* [Exercise details]:
Within the data below, find the string "black" and return each line where it occurs.

### Supplied data ###

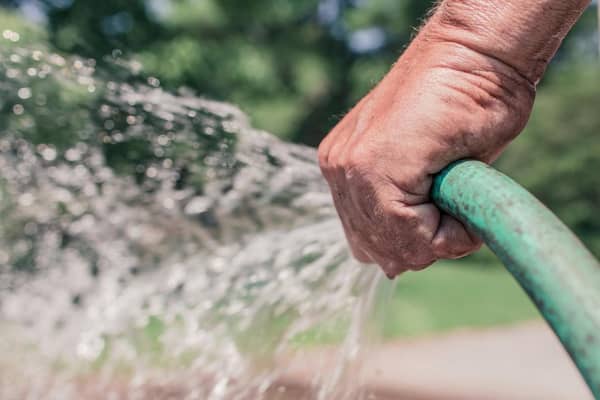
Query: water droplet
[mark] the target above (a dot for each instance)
(24, 93)
(18, 109)
(154, 82)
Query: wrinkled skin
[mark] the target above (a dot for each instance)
(441, 102)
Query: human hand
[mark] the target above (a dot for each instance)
(441, 102)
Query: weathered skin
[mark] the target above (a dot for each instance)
(463, 89)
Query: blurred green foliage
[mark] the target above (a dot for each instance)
(297, 65)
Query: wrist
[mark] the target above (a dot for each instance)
(522, 35)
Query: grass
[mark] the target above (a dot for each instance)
(449, 296)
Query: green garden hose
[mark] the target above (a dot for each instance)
(556, 270)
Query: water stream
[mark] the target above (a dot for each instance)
(155, 245)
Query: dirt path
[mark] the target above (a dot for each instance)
(524, 362)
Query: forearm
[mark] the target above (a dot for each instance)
(524, 34)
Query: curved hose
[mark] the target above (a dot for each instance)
(556, 270)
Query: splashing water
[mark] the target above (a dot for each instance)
(154, 245)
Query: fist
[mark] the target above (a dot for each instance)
(440, 103)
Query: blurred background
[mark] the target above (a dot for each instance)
(295, 67)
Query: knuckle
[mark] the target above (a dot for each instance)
(323, 153)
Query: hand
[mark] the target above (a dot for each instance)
(440, 103)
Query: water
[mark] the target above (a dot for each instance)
(155, 245)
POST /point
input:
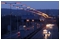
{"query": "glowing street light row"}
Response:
(28, 7)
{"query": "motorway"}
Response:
(34, 33)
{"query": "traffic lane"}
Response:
(54, 34)
(38, 35)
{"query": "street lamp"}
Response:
(10, 12)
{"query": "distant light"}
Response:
(18, 2)
(49, 25)
(45, 31)
(32, 20)
(2, 2)
(24, 26)
(31, 8)
(27, 20)
(17, 6)
(21, 8)
(49, 33)
(24, 5)
(28, 7)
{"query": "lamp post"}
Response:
(10, 12)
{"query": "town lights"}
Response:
(27, 20)
(49, 26)
(24, 26)
(32, 20)
(44, 31)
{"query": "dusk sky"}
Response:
(37, 4)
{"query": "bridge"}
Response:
(31, 28)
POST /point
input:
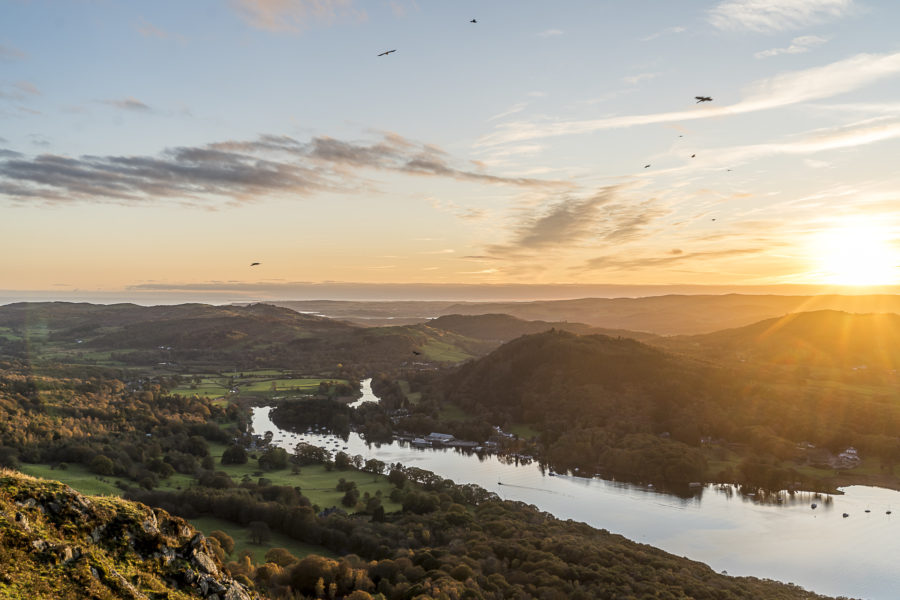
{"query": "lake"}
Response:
(817, 549)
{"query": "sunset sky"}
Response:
(160, 146)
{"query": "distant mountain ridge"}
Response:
(825, 338)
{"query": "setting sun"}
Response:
(859, 253)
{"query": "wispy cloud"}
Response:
(515, 108)
(775, 15)
(132, 104)
(636, 79)
(799, 45)
(782, 90)
(621, 263)
(9, 53)
(837, 139)
(147, 29)
(19, 91)
(231, 171)
(603, 217)
(295, 15)
(666, 31)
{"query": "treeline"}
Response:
(623, 409)
(112, 427)
(452, 541)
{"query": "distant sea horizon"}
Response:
(220, 294)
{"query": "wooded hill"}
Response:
(628, 410)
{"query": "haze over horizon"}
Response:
(151, 152)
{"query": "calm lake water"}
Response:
(857, 556)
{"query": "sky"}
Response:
(161, 147)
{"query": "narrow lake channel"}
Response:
(819, 549)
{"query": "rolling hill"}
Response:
(56, 543)
(824, 338)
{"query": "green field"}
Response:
(413, 397)
(281, 385)
(77, 477)
(241, 537)
(211, 390)
(258, 373)
(87, 482)
(315, 482)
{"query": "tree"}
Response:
(235, 455)
(272, 459)
(259, 532)
(102, 465)
(225, 540)
(281, 557)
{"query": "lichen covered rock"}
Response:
(57, 543)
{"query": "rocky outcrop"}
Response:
(57, 543)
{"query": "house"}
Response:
(847, 459)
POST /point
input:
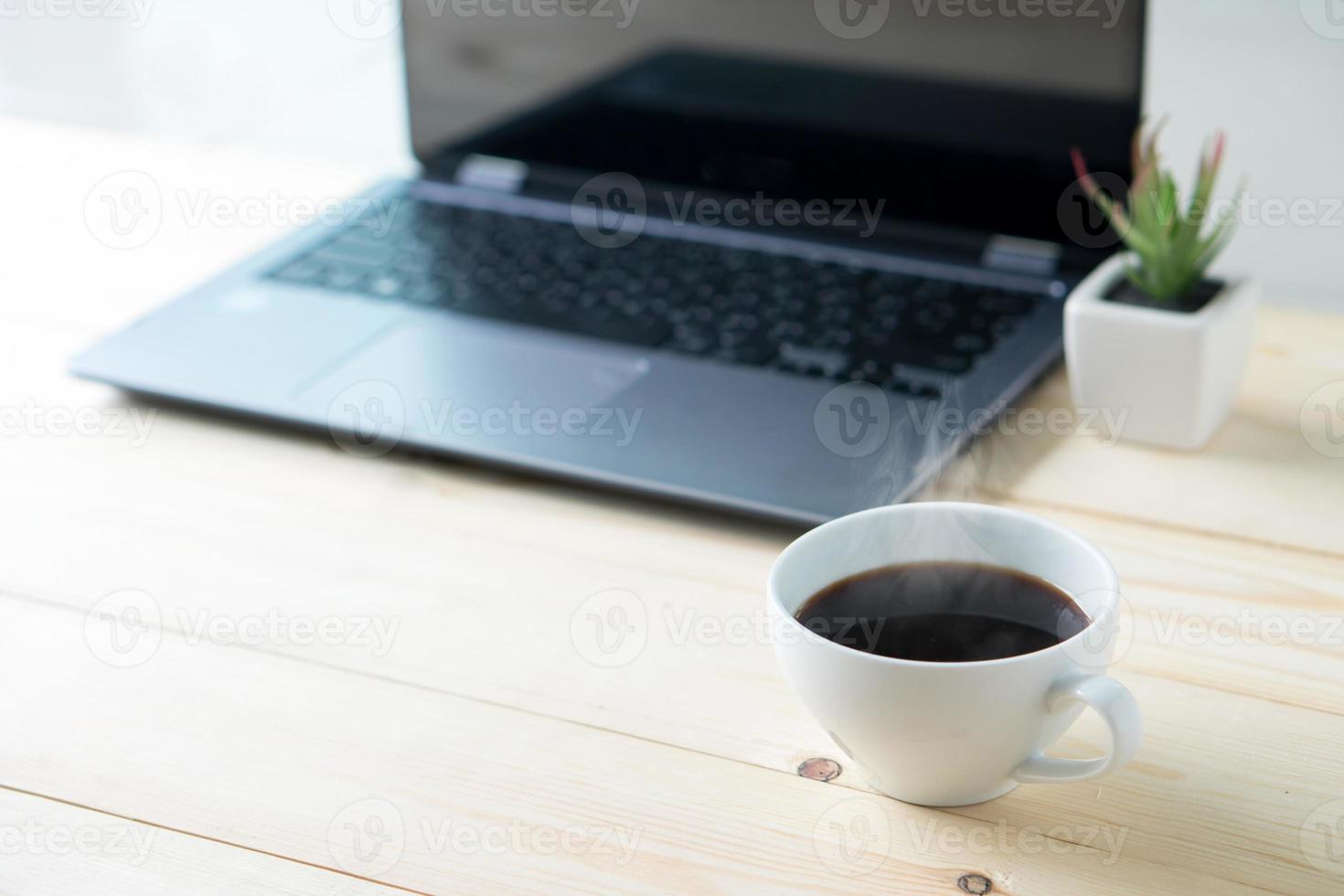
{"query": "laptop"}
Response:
(783, 260)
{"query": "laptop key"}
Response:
(743, 306)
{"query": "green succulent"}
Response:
(1169, 240)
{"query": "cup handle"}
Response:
(1115, 706)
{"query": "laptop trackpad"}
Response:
(428, 371)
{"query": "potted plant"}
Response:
(1147, 335)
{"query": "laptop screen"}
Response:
(953, 113)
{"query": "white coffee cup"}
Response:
(953, 733)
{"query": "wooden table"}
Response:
(254, 731)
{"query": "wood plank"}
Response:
(297, 759)
(1272, 475)
(53, 849)
(441, 546)
(1265, 455)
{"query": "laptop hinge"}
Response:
(491, 172)
(1021, 255)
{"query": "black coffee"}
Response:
(944, 613)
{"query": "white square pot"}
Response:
(1168, 378)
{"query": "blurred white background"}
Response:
(281, 77)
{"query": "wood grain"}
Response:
(54, 849)
(484, 703)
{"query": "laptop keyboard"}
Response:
(743, 306)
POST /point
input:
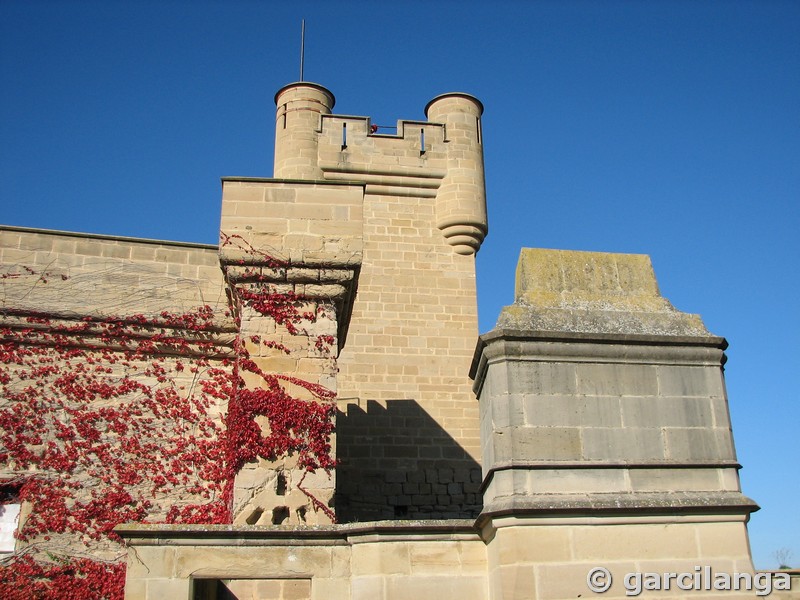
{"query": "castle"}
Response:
(589, 429)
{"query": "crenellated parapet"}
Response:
(441, 158)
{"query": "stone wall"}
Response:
(108, 344)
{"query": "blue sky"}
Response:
(665, 128)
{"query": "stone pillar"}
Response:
(461, 199)
(297, 128)
(606, 439)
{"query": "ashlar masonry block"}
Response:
(598, 404)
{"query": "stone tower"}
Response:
(403, 214)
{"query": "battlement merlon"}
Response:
(441, 158)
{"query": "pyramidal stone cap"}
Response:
(592, 292)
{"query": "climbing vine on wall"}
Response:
(136, 419)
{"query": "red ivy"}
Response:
(77, 413)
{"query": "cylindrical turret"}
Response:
(297, 125)
(461, 199)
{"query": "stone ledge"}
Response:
(101, 236)
(143, 534)
(673, 504)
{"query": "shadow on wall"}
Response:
(396, 462)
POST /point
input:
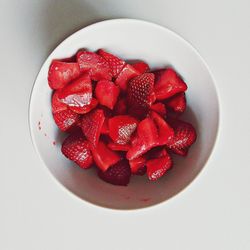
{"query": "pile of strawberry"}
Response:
(120, 117)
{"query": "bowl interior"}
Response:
(130, 39)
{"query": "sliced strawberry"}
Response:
(78, 93)
(127, 73)
(95, 65)
(145, 139)
(103, 156)
(157, 167)
(115, 63)
(107, 93)
(159, 108)
(61, 73)
(118, 147)
(177, 103)
(167, 84)
(66, 119)
(138, 165)
(118, 174)
(121, 128)
(165, 132)
(77, 149)
(142, 67)
(141, 94)
(184, 137)
(56, 104)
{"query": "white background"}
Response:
(212, 213)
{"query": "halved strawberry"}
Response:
(145, 139)
(92, 124)
(142, 67)
(165, 132)
(127, 73)
(66, 119)
(141, 94)
(115, 63)
(103, 156)
(95, 65)
(56, 104)
(157, 167)
(107, 93)
(121, 128)
(118, 174)
(167, 84)
(184, 137)
(177, 103)
(78, 93)
(138, 165)
(159, 108)
(61, 73)
(77, 149)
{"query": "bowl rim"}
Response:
(128, 21)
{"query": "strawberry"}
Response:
(118, 147)
(56, 104)
(103, 156)
(107, 93)
(127, 73)
(141, 94)
(159, 108)
(121, 128)
(118, 174)
(184, 137)
(95, 65)
(61, 73)
(78, 93)
(165, 132)
(145, 139)
(177, 103)
(167, 84)
(65, 119)
(115, 63)
(158, 167)
(141, 67)
(137, 165)
(77, 149)
(92, 124)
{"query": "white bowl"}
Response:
(160, 47)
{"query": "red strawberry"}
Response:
(142, 67)
(56, 104)
(107, 93)
(184, 137)
(145, 139)
(61, 73)
(127, 73)
(177, 103)
(141, 94)
(165, 132)
(77, 149)
(92, 124)
(167, 84)
(118, 174)
(115, 63)
(121, 128)
(138, 165)
(65, 119)
(103, 156)
(118, 147)
(159, 108)
(78, 93)
(158, 167)
(95, 65)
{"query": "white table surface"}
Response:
(38, 213)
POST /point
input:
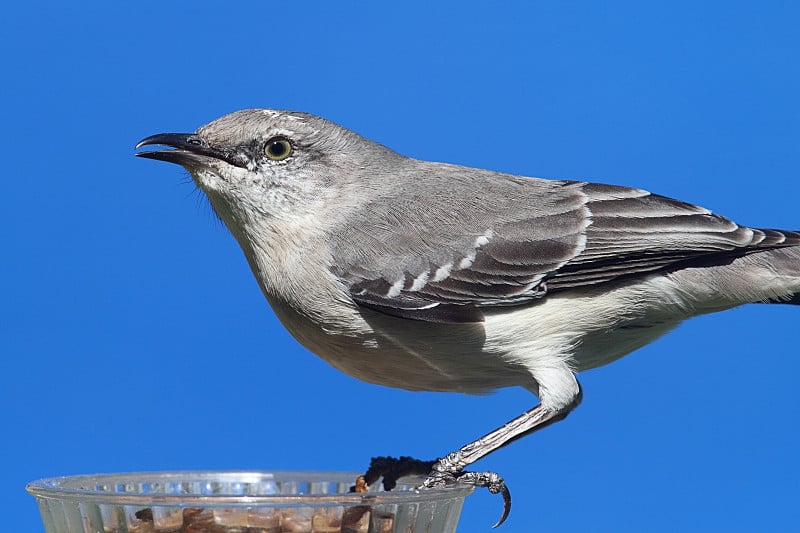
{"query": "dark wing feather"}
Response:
(519, 238)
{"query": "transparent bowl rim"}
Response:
(72, 488)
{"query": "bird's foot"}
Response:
(441, 473)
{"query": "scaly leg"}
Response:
(450, 469)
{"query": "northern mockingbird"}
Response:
(437, 277)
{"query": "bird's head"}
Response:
(267, 163)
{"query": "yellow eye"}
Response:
(278, 148)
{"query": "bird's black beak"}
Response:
(188, 149)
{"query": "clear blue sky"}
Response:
(134, 337)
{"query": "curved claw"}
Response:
(494, 483)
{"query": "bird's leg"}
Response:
(450, 469)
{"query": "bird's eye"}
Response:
(278, 148)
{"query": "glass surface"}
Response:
(241, 502)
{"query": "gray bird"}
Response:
(438, 277)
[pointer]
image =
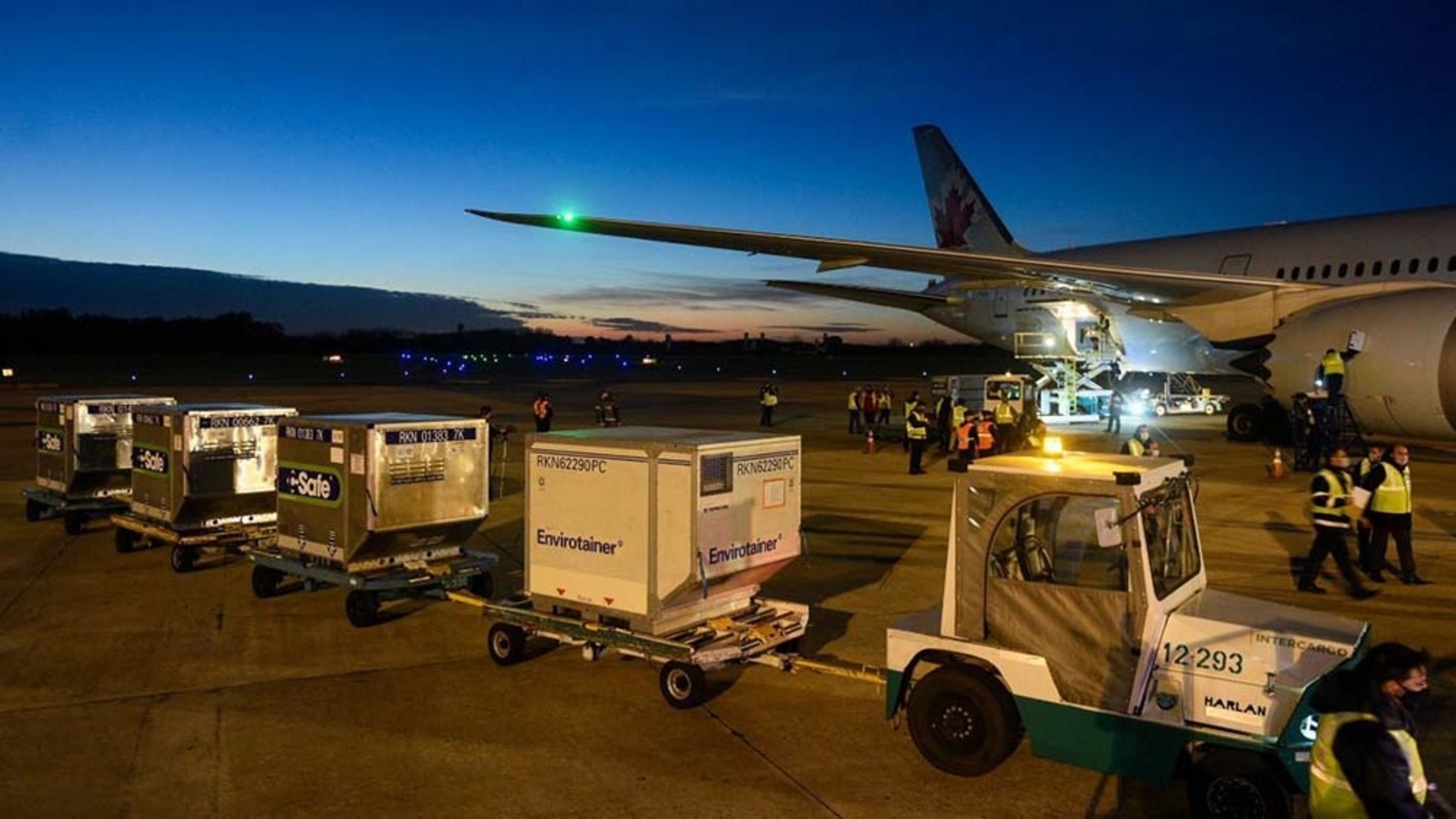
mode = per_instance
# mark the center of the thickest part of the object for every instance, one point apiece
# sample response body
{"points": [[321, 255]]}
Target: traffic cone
{"points": [[1276, 467]]}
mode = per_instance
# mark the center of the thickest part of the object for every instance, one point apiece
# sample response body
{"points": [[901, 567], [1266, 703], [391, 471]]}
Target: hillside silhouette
{"points": [[135, 291]]}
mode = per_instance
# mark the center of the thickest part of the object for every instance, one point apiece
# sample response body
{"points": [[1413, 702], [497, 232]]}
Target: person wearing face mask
{"points": [[1138, 444], [1329, 495], [1388, 510], [1375, 453], [1366, 760]]}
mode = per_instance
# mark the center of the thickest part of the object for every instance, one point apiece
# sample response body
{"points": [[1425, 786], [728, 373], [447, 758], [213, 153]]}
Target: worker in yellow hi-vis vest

###

* [Written solution]:
{"query": "black coffee"}
{"query": "bird's black beak"}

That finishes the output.